*Exercise instructions*.
(1) In the article on animated films, how long has Burkovska-Jacobsen been living in Norway?
(2) In the article on animated films, rewrite the paragraph that begins "Using animation opened up" as a short list that keeps its main facts.
(3) Using the article on animated films, decide whether each statement agrees with it, and give yes or no with the deciding words quoted from the article.
(a) "Accidental Luxuriance of the Translucent Watery Rebus" is Croatia's first entry in the animated category.
(b) Burkovska-Jacobsen's father died when she was 10.
(c) Her family wanted her mother to join the Communist Party.

He adds, “I did not treat this animation just as an animation. It should be a real life movie but with the liberty of bigger than life feeling. Because it is animation.”

Another creator probing memory and reality is experimental filmmaker Dalibor Barić with “Accidental Luxuriance of the Translucent Watery Rebus.” The Croatian films uses rotoscopy, found footage, collage and other techniques that play with images and animation in ways that are playful, funny, psychedelic, insightful and sinister. It’s Croatia’s first entry in the animated category; the film is an ambitious undertaking that aims to blur the line between inner and outer realities.

Director Ilze Burkovska-Jacobsen used animation for her documentary-memoir “My Favorite War,” which tells her story of growing up in Latvia during the Cold War.

Using animation opened up unlimited possibilities in telling her story and the story of her family under the Soviet government during the 1970s and 1980s. Her father was a communist official who was killed in a car crash when she was 7. Her mother was pressured to join the Communist Party in order to keep a decent job — against the wishes of her strong-willed family.

Burkovska-Jacobsen, who has been living in Norway for almost 30 years and working in the television and film business, also used family photos as well as new footage of recent family events to enhance the storytelling.

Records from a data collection
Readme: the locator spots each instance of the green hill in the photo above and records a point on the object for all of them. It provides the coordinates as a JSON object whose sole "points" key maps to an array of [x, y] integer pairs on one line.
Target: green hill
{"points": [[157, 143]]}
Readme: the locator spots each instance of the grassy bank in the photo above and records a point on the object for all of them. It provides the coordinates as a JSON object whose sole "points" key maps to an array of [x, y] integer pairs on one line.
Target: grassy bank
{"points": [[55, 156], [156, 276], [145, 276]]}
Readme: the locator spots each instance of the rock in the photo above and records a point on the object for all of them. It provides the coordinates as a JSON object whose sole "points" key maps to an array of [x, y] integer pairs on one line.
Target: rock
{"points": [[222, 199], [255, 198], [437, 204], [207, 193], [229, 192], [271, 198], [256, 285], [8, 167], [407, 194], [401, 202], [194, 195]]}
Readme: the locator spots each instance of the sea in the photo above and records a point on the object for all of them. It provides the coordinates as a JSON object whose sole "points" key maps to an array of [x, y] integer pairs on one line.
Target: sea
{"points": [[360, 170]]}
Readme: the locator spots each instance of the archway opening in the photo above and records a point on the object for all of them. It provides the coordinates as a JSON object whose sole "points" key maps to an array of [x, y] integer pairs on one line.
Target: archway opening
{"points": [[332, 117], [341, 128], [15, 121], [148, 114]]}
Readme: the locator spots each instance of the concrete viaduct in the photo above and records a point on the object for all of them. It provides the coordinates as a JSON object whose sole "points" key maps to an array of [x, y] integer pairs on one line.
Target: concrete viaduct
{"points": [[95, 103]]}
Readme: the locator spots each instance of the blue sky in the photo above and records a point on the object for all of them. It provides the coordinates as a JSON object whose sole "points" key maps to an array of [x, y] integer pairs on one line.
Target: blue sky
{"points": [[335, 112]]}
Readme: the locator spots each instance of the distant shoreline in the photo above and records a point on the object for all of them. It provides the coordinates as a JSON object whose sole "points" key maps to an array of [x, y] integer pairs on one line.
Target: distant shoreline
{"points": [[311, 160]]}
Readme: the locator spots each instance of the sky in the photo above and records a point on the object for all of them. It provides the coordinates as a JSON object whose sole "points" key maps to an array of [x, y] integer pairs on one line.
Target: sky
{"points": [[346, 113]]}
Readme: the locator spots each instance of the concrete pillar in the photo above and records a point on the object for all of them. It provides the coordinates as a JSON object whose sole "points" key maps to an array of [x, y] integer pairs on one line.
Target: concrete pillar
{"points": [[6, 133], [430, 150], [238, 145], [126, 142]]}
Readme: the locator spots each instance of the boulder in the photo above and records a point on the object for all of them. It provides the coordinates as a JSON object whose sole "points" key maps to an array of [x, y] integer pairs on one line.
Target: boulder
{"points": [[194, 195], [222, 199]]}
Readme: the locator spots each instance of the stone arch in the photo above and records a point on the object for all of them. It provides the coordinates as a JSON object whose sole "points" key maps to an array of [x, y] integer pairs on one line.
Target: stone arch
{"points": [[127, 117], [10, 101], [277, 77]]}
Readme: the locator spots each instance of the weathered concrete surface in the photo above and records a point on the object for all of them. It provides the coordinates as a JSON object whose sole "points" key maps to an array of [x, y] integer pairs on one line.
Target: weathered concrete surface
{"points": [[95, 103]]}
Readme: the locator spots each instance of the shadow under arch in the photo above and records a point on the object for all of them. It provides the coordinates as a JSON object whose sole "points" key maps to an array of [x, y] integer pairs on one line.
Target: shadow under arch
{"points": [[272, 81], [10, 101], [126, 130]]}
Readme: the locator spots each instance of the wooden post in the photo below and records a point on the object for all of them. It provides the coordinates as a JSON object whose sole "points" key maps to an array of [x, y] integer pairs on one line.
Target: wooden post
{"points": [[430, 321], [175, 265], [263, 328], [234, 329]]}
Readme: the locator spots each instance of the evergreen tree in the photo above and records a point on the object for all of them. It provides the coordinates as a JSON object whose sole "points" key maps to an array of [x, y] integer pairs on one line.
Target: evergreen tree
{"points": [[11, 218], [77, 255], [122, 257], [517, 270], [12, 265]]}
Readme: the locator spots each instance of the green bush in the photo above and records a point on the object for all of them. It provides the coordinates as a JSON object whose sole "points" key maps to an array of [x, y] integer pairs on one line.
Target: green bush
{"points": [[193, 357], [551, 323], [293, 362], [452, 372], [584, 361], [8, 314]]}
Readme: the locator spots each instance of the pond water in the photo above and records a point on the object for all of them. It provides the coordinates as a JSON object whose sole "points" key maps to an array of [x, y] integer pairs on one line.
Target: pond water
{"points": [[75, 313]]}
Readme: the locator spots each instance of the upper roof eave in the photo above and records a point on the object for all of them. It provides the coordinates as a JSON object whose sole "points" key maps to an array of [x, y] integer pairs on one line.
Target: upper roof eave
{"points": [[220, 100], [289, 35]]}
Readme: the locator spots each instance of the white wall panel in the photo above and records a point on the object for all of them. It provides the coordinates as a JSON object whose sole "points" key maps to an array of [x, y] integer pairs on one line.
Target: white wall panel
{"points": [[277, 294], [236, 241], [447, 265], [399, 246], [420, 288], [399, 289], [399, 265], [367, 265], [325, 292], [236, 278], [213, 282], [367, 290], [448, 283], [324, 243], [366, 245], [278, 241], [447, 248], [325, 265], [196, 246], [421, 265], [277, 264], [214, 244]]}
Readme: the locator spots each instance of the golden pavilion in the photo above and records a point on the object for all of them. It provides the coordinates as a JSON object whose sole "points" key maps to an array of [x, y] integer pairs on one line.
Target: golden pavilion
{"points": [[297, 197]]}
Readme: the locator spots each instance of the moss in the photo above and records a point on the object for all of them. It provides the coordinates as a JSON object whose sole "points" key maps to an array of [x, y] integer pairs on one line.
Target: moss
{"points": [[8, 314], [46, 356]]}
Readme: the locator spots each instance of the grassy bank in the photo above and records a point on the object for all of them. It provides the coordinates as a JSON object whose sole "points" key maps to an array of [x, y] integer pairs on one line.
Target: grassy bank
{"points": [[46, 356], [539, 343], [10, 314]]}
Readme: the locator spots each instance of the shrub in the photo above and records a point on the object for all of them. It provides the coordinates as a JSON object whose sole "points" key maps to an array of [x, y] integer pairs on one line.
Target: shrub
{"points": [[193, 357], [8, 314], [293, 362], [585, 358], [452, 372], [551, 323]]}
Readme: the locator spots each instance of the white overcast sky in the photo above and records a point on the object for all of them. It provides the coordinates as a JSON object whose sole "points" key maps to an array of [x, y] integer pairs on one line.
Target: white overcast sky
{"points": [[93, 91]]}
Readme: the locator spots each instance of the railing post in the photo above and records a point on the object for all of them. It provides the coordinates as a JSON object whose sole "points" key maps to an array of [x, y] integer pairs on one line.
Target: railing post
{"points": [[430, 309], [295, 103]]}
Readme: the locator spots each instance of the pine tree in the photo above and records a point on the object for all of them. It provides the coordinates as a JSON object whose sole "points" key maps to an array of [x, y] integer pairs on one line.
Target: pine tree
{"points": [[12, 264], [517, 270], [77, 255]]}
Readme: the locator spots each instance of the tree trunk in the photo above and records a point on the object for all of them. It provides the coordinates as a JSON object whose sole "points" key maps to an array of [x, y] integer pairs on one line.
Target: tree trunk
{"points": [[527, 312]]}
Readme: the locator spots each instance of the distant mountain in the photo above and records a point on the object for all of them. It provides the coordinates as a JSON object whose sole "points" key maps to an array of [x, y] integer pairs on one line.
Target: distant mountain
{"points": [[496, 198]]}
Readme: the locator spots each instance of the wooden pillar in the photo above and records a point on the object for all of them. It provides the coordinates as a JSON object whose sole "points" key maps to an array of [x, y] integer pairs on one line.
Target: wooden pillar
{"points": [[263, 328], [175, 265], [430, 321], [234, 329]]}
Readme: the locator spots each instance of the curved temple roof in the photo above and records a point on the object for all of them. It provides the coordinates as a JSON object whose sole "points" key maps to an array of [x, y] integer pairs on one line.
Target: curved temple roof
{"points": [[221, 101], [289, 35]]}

*Set of answers*.
(1) Almost 30 years.

(2)
- Animation gave unlimited possibilities for telling her story and her family's story under the Soviet government in the 1970s and 1980s.
- Her father, a communist official, was killed in a car crash when she was 7.
- Her mother was pressured to join the Communist Party to keep a decent job, against the wishes of her strong-willed family.

(3)
(a) Yes: "It’s Croatia’s first entry in the animated category"
(b) No: "killed in a car crash when she was 7"
(c) No: "against the wishes of her strong-willed family"